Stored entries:

------------

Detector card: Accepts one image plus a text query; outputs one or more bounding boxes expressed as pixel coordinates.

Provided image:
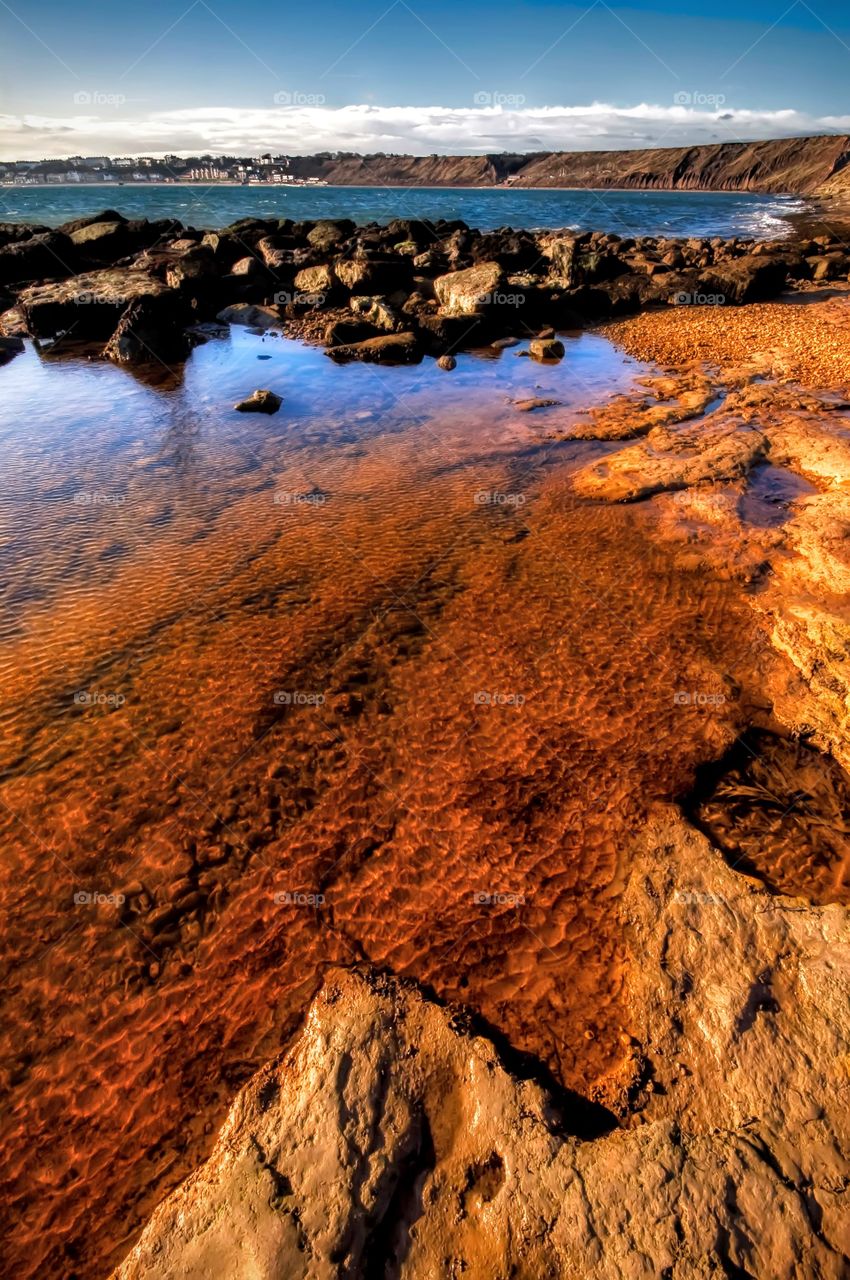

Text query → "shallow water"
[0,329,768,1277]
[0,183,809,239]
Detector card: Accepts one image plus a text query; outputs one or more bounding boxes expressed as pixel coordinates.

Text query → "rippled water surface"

------------

Reproduce the records exactly, images excluded.

**The answer:**
Detector card: Accepts one image plus a text query; outputs one or more bounding boxes expressed as pixel coordinates.

Provided image:

Text query → "shallow water"
[0,329,768,1277]
[0,183,809,239]
Detector card: Accepts one image plus a text query; outputs one or more bounding boxes expressed as pixel coordinates.

Text query → "rippled water surface"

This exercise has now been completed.